#### [AIM OF THE TASK]
Below are some entries; set them all down exactly.

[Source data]
+ + + + + + +
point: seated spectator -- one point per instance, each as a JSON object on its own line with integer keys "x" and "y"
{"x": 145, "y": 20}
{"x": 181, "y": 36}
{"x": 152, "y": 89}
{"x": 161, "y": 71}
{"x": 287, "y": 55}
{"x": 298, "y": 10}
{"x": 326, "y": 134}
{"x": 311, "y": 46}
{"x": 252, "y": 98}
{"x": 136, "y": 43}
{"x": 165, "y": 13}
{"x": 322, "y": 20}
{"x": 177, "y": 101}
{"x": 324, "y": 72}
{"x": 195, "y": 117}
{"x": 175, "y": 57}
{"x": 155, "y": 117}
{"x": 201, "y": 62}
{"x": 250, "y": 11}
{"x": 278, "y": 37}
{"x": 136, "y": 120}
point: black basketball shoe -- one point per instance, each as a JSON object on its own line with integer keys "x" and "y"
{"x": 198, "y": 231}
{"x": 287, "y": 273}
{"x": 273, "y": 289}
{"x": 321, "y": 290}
+ + + + + + +
#### [EXERCISE OUTPUT]
point: seated spectator -- one point per instance, each as a JSON object on its own line with integer keys "x" and "y"
{"x": 145, "y": 20}
{"x": 181, "y": 36}
{"x": 152, "y": 89}
{"x": 161, "y": 71}
{"x": 287, "y": 55}
{"x": 298, "y": 10}
{"x": 326, "y": 134}
{"x": 311, "y": 46}
{"x": 252, "y": 98}
{"x": 136, "y": 43}
{"x": 165, "y": 13}
{"x": 322, "y": 20}
{"x": 177, "y": 101}
{"x": 324, "y": 72}
{"x": 195, "y": 117}
{"x": 175, "y": 57}
{"x": 155, "y": 117}
{"x": 201, "y": 62}
{"x": 250, "y": 11}
{"x": 278, "y": 37}
{"x": 136, "y": 120}
point: black basketball shoe -- one point per instance, each as a JSON object on its own line with integer keys "x" and "y"
{"x": 198, "y": 231}
{"x": 287, "y": 273}
{"x": 273, "y": 289}
{"x": 321, "y": 290}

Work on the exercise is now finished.